## Your instructions:
Only one portion of the data is to be written out: from the line bearing "x=150, y=333" through the line bearing "x=178, y=180". Write it exactly as it appears.

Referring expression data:
# # # #

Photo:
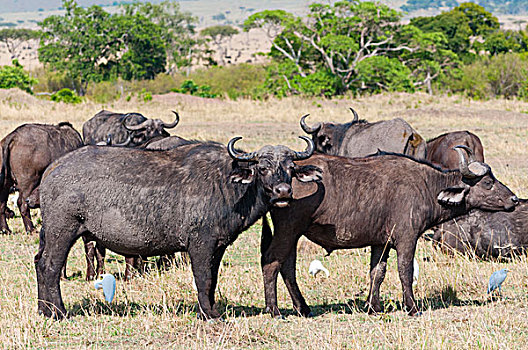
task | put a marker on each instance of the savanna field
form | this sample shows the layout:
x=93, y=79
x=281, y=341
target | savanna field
x=158, y=310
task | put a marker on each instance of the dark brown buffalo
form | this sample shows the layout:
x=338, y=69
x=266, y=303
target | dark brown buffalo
x=196, y=198
x=360, y=138
x=382, y=201
x=440, y=149
x=485, y=234
x=26, y=152
x=130, y=129
x=98, y=252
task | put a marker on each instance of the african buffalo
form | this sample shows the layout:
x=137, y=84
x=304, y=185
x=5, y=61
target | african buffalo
x=486, y=234
x=360, y=138
x=122, y=126
x=385, y=201
x=26, y=152
x=196, y=198
x=98, y=252
x=440, y=149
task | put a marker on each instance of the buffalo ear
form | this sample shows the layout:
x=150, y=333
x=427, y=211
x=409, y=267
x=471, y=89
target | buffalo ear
x=308, y=173
x=452, y=195
x=242, y=175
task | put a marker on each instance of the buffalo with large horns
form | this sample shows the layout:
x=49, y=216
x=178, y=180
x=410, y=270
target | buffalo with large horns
x=485, y=234
x=26, y=152
x=384, y=201
x=196, y=198
x=130, y=129
x=440, y=149
x=360, y=138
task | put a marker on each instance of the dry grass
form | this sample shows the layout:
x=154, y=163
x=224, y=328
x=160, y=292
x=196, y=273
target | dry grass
x=158, y=309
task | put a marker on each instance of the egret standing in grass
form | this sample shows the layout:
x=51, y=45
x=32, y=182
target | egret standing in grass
x=107, y=284
x=496, y=280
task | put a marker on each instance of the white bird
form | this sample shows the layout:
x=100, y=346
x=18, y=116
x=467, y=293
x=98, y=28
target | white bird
x=315, y=267
x=13, y=200
x=416, y=272
x=107, y=283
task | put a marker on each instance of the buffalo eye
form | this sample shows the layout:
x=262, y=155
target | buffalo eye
x=263, y=170
x=487, y=184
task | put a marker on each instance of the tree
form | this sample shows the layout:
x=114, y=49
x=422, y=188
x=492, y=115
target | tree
x=15, y=77
x=217, y=34
x=329, y=47
x=92, y=45
x=335, y=37
x=84, y=43
x=14, y=38
x=182, y=46
x=144, y=49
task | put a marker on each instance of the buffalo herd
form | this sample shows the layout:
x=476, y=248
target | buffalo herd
x=133, y=188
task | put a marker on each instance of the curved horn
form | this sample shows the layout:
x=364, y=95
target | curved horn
x=309, y=149
x=124, y=144
x=356, y=117
x=309, y=129
x=173, y=124
x=469, y=152
x=140, y=126
x=248, y=157
x=462, y=163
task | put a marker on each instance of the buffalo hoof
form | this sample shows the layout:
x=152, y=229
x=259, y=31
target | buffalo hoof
x=215, y=320
x=273, y=311
x=374, y=310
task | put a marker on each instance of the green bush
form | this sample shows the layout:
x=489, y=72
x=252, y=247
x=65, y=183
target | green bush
x=15, y=77
x=190, y=87
x=242, y=80
x=66, y=95
x=49, y=81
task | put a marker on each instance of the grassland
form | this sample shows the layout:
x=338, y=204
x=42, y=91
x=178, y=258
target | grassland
x=158, y=310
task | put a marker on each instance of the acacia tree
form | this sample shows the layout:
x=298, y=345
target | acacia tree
x=337, y=45
x=84, y=43
x=15, y=38
x=218, y=34
x=182, y=47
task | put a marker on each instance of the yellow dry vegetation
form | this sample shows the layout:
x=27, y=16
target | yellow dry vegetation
x=158, y=309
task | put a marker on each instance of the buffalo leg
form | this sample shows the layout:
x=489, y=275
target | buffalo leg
x=89, y=253
x=25, y=212
x=100, y=254
x=49, y=261
x=204, y=262
x=288, y=273
x=378, y=267
x=4, y=211
x=217, y=259
x=275, y=252
x=130, y=262
x=405, y=269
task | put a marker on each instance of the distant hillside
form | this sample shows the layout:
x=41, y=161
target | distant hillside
x=496, y=6
x=40, y=5
x=235, y=11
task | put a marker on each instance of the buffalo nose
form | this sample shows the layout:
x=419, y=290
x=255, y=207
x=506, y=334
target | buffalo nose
x=282, y=190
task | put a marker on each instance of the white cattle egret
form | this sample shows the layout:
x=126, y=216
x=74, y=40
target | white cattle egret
x=315, y=267
x=107, y=283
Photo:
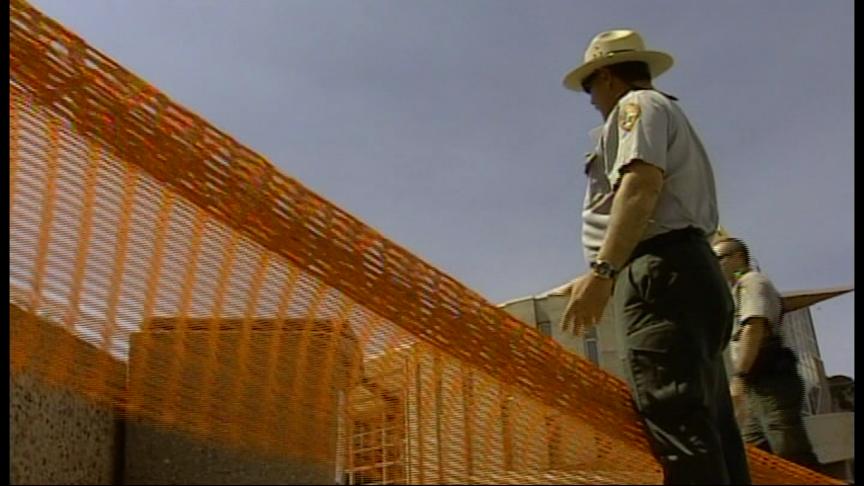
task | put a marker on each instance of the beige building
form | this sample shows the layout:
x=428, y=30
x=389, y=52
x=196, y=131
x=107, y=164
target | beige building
x=829, y=428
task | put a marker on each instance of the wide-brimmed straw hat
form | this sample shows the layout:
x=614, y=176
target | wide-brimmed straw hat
x=615, y=47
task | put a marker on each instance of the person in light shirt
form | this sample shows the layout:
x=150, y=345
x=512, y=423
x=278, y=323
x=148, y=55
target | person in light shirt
x=650, y=207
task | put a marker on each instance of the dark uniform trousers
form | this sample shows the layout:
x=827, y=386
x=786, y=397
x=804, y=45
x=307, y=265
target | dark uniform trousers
x=674, y=313
x=774, y=421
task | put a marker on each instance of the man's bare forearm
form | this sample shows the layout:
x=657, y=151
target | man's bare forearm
x=749, y=344
x=632, y=207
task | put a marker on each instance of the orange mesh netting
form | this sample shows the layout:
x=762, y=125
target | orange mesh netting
x=249, y=311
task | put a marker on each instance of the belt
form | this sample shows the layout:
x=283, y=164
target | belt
x=665, y=240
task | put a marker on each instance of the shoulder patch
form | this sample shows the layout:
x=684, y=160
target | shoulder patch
x=629, y=115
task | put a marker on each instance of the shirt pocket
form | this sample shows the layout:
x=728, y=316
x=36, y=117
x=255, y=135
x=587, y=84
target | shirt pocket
x=598, y=184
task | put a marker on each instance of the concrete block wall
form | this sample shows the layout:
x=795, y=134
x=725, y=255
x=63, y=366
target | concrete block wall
x=59, y=437
x=56, y=435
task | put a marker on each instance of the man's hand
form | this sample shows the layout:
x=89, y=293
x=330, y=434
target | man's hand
x=588, y=297
x=738, y=392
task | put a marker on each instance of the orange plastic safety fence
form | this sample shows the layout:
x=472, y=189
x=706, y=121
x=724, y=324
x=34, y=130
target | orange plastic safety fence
x=242, y=308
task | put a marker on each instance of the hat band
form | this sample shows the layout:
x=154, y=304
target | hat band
x=613, y=52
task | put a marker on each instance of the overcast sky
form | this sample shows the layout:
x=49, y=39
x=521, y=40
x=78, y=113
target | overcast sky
x=444, y=124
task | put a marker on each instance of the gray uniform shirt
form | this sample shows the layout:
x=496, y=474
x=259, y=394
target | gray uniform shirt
x=755, y=296
x=648, y=126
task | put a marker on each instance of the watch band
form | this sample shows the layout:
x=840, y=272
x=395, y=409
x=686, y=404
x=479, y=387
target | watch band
x=603, y=269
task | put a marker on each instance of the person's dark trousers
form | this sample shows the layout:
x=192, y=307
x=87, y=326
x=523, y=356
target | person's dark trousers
x=774, y=421
x=674, y=314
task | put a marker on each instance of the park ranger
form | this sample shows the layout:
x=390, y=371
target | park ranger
x=650, y=207
x=766, y=389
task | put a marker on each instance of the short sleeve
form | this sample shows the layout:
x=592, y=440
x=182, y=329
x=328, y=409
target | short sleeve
x=643, y=128
x=758, y=299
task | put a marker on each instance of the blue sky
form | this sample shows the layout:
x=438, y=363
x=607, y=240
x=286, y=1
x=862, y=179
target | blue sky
x=444, y=124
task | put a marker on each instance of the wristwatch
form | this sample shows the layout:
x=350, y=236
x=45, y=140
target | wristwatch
x=603, y=269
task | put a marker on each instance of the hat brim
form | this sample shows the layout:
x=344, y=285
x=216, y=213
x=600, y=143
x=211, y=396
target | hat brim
x=658, y=63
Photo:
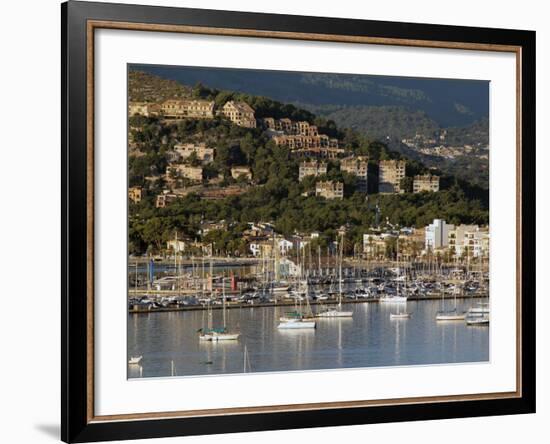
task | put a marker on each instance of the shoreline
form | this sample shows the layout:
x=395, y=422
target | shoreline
x=290, y=303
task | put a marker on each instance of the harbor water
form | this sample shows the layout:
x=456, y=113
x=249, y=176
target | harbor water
x=170, y=346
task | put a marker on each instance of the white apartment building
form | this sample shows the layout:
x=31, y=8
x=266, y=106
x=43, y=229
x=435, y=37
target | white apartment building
x=437, y=234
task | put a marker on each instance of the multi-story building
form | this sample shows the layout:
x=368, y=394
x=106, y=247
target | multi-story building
x=358, y=166
x=374, y=245
x=312, y=168
x=290, y=127
x=425, y=183
x=143, y=108
x=180, y=109
x=437, y=235
x=390, y=174
x=135, y=194
x=329, y=189
x=318, y=153
x=185, y=171
x=469, y=240
x=238, y=171
x=299, y=141
x=240, y=113
x=203, y=153
x=165, y=198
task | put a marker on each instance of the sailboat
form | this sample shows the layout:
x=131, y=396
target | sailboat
x=398, y=297
x=135, y=360
x=449, y=315
x=400, y=314
x=296, y=319
x=337, y=312
x=221, y=333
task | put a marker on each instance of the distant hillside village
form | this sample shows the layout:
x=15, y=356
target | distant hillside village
x=302, y=139
x=223, y=173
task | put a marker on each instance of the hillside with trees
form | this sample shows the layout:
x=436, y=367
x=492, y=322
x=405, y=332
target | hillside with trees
x=276, y=195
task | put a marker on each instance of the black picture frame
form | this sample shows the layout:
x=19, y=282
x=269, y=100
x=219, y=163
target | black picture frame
x=76, y=423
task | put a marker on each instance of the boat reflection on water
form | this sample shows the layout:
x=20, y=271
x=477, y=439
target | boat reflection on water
x=368, y=339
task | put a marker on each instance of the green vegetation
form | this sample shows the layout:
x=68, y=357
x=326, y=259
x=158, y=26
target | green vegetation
x=277, y=195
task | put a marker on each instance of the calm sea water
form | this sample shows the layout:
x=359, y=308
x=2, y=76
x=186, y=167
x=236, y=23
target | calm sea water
x=369, y=339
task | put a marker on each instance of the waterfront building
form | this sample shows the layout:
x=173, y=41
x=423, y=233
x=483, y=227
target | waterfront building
x=437, y=235
x=240, y=113
x=180, y=109
x=469, y=240
x=312, y=168
x=329, y=189
x=176, y=245
x=426, y=182
x=374, y=244
x=203, y=153
x=238, y=171
x=143, y=109
x=390, y=174
x=135, y=194
x=358, y=166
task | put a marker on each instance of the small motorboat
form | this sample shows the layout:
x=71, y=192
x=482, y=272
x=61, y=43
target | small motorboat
x=135, y=360
x=400, y=315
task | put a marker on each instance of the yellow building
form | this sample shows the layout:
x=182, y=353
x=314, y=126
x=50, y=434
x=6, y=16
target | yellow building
x=358, y=166
x=390, y=174
x=329, y=189
x=238, y=171
x=425, y=183
x=312, y=168
x=240, y=113
x=185, y=171
x=196, y=109
x=135, y=194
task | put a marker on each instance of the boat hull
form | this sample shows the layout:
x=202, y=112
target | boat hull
x=335, y=314
x=296, y=325
x=216, y=337
x=400, y=315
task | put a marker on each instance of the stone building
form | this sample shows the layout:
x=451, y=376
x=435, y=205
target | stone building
x=238, y=171
x=195, y=109
x=290, y=127
x=299, y=141
x=329, y=189
x=425, y=183
x=143, y=109
x=165, y=198
x=203, y=153
x=240, y=113
x=312, y=168
x=135, y=194
x=358, y=166
x=185, y=171
x=390, y=174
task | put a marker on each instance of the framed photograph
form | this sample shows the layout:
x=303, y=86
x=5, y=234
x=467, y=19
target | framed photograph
x=276, y=221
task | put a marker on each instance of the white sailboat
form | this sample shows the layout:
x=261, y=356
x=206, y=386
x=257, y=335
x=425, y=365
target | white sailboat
x=400, y=314
x=217, y=334
x=449, y=315
x=337, y=312
x=135, y=360
x=482, y=320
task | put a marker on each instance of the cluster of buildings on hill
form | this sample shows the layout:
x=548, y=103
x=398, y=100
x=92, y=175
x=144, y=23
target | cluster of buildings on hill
x=390, y=176
x=438, y=238
x=302, y=138
x=240, y=113
x=437, y=145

# # # #

## Solution:
x=150, y=333
x=427, y=211
x=409, y=267
x=471, y=89
target | buffalo ear
x=308, y=173
x=452, y=195
x=242, y=175
task | put a marker on each instance of the buffalo with large horns
form | this sample shows the layout:
x=49, y=216
x=178, y=180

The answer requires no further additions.